-- Start Input --

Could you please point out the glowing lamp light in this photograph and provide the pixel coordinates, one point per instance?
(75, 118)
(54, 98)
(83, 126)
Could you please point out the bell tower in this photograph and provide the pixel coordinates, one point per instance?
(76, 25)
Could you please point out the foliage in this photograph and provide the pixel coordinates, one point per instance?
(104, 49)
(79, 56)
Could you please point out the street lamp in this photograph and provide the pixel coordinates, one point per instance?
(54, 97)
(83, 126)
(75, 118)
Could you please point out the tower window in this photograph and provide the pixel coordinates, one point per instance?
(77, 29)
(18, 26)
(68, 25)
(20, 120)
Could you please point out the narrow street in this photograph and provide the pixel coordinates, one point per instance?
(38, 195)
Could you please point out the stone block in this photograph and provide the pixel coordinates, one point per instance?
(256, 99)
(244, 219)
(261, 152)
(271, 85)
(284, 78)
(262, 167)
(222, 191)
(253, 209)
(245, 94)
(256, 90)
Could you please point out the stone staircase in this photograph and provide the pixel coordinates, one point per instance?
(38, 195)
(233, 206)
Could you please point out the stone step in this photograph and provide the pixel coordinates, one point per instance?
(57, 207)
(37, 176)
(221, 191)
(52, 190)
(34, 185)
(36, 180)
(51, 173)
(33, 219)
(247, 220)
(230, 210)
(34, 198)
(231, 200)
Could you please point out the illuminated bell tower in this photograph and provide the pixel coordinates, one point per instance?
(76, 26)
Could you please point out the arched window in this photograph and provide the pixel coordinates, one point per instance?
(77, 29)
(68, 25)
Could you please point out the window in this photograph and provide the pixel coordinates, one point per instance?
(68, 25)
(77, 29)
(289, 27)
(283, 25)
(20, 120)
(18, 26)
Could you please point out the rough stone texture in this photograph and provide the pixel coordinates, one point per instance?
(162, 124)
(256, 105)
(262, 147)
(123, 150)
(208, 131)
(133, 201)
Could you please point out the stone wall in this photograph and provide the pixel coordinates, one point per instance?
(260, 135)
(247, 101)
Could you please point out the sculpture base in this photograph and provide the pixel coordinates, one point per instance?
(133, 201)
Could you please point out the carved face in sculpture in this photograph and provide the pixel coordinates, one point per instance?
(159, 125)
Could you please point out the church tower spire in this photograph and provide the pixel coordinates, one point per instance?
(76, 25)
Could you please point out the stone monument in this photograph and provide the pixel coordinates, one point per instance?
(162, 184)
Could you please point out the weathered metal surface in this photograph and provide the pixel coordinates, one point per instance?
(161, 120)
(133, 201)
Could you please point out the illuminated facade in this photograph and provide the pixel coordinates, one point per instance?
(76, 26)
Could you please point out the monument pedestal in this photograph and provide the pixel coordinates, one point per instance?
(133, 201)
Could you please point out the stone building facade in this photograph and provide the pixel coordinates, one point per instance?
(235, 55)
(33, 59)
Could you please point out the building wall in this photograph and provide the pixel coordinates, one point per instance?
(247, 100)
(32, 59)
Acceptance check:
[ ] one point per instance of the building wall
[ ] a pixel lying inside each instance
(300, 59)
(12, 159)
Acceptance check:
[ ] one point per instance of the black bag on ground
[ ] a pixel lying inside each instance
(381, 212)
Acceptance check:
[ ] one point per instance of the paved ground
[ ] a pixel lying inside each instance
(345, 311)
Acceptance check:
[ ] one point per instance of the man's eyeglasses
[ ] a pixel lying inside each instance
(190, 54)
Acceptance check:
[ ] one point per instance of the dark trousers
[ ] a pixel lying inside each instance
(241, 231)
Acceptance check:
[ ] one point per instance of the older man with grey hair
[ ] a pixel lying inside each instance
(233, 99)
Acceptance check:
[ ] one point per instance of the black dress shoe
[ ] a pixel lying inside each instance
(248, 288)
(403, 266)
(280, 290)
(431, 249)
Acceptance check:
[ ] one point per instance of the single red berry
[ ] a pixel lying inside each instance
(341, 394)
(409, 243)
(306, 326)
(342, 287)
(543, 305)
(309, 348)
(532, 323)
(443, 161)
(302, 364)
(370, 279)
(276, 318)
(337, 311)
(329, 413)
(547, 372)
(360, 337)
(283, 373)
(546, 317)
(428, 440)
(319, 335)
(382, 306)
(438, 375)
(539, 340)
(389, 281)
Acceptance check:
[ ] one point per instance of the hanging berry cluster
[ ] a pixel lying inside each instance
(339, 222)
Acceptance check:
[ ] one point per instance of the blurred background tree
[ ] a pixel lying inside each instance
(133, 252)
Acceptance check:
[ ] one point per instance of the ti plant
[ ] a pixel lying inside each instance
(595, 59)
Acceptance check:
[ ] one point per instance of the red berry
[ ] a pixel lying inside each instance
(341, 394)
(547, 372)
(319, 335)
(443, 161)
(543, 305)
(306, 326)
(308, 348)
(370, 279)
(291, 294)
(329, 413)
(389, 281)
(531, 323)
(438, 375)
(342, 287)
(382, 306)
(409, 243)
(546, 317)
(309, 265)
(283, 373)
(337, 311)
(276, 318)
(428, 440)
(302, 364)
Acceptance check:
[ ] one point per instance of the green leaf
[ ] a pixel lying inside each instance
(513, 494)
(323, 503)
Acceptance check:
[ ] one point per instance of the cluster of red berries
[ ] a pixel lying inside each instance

-- End Input --

- Task details
Word for word, write out the data.

- Right answer
Could you please point out the glowing lamp light in this photograph and provide the pixel coordinates, one point per instance?
(75, 118)
(54, 98)
(83, 126)
Could you please point out the bell tower in this photograph and provide the pixel coordinates, one point per instance?
(76, 25)
Could you please point out the foliage in this photograph and provide the pixel coordinates, one point per instance?
(104, 49)
(79, 56)
Could you please point out the street lamp in this photograph and provide the pixel coordinates, one point per instance?
(54, 97)
(83, 126)
(75, 118)
Could you please point out the tower window in this photograph and provide the pixel coordinates, one point per instance?
(77, 29)
(18, 26)
(68, 25)
(20, 120)
Could you please point out the narrow street in this photograph and provide the pixel coordinates, one point per instance?
(38, 195)
Could you please point out the stone block in this photograph and provide the pixel coordinates, one point per instance?
(256, 99)
(244, 219)
(261, 152)
(271, 85)
(284, 78)
(262, 167)
(222, 191)
(253, 209)
(245, 94)
(256, 90)
Could you please point out the stone staircase in this photograph and provide the pixel coordinates, one point per instance?
(38, 195)
(233, 206)
Could you please point out the stone step in this photograph and provide the pixel coordinates, one point per instance?
(57, 207)
(37, 176)
(221, 191)
(52, 190)
(34, 185)
(36, 180)
(51, 173)
(33, 219)
(247, 220)
(230, 210)
(34, 198)
(231, 200)
Could you please point out the illuminated bell tower in this photograph and provide the pixel coordinates, one point per instance?
(76, 26)
Could you please point out the arched window in this photograph and provide the pixel coordinates, one point per instance?
(77, 29)
(68, 25)
Could you please point out the window in this photograph and provide the pixel coordinates, one point per instance?
(68, 25)
(77, 29)
(289, 27)
(283, 25)
(20, 120)
(18, 26)
Could you please point out the rough stone texture in this photograph and provide the pixel coordinates, one point per instance?
(162, 124)
(256, 105)
(262, 147)
(123, 150)
(208, 131)
(133, 201)
Could you please point out the stone wall in this photograph and provide the pixel coordinates, one point per instance?
(260, 135)
(247, 101)
Could you please point out the sculpture base in this photograph and provide the pixel coordinates, one point per instance?
(133, 201)
Could you please point out the carved face in sculpture in this photograph and provide the pixel coordinates, one point per instance?
(159, 125)
Could you please point out the church tower spire in this photograph and provide the pixel coordinates, one point per instance?
(76, 25)
Could you please point out the stone monument in this photograph and provide the pixel coordinates, one point per instance?
(162, 184)
Could you please point out the weathered metal surface in this photograph and provide the pixel coordinates, one point per instance?
(161, 120)
(133, 201)
Could you please point out the illuminated facade in this photograph and provide the pixel coordinates, one point per instance?
(76, 26)
Could you please point out the monument pedestal in this photograph and provide the pixel coordinates, one point per instance?
(133, 201)
Could you please point out the stone building facade in this photograph and provide the pixel coordinates, one point per instance?
(235, 55)
(33, 59)
Could you please point out the building wall in this photograph and provide the pixel coordinates, one point per instance?
(247, 100)
(32, 59)
Acceptance check:
[ ] one point per instance of the building wall
[ ] a pixel lying inside each instance
(300, 59)
(12, 159)
Acceptance check:
[ ] one point per instance of the black bag on ground
[ ] a pixel lying inside each instance
(381, 212)
Acceptance check:
[ ] one point per instance of the paved ground
[ ] a pixel lying inside each instance
(345, 311)
Acceptance check:
[ ] one point per instance of the man's eyeglasses
[ ] a pixel lying inside each instance
(190, 54)
Acceptance check:
[ ] one point per instance of the dark trousers
[ ] a pixel lying inside each instance
(241, 231)
Acceptance check:
[ ] one point per instance of the older man with grey hair
[ ] a pixel lying inside each instance
(233, 99)
Acceptance check:
[ ] one point per instance of the black dress shoe
[ ] a pixel lying inside each instance
(248, 288)
(403, 266)
(280, 290)
(431, 249)
Acceptance check:
[ ] one point per instance of the single red berry
[ ] a pixel lying inside each instance
(341, 394)
(409, 243)
(306, 326)
(342, 287)
(543, 305)
(309, 348)
(532, 323)
(443, 161)
(302, 364)
(370, 279)
(276, 318)
(337, 311)
(329, 413)
(547, 372)
(360, 337)
(283, 373)
(546, 317)
(428, 440)
(319, 335)
(382, 306)
(438, 375)
(539, 340)
(389, 281)
Acceptance check:
[ ] one point per instance of the hanging berry cluster
[ ] a pixel lying inside each instance
(339, 222)
Acceptance check:
[ ] one point per instance of the blurred background tree
[ ] a pixel lying inside each instance
(133, 252)
Acceptance check:
[ ] one point per instance of the ti plant
[ ] a pixel lying inside each instance
(595, 59)
Acceptance check:
[ ] one point per instance of the red berry
[ ] a pixel lying inside each instance
(341, 394)
(547, 372)
(319, 335)
(443, 161)
(543, 305)
(306, 326)
(308, 348)
(370, 279)
(291, 294)
(329, 413)
(389, 281)
(531, 323)
(438, 375)
(342, 287)
(382, 306)
(409, 243)
(546, 317)
(309, 265)
(283, 373)
(337, 311)
(276, 318)
(428, 440)
(302, 364)
Acceptance check:
[ ] one point per instance of the green leaf
[ ] a pixel lying inside each instance
(513, 494)
(323, 503)
Acceptance check:
[ ] one point per instance of the cluster of red berries
[ ] a pixel lying inside each instance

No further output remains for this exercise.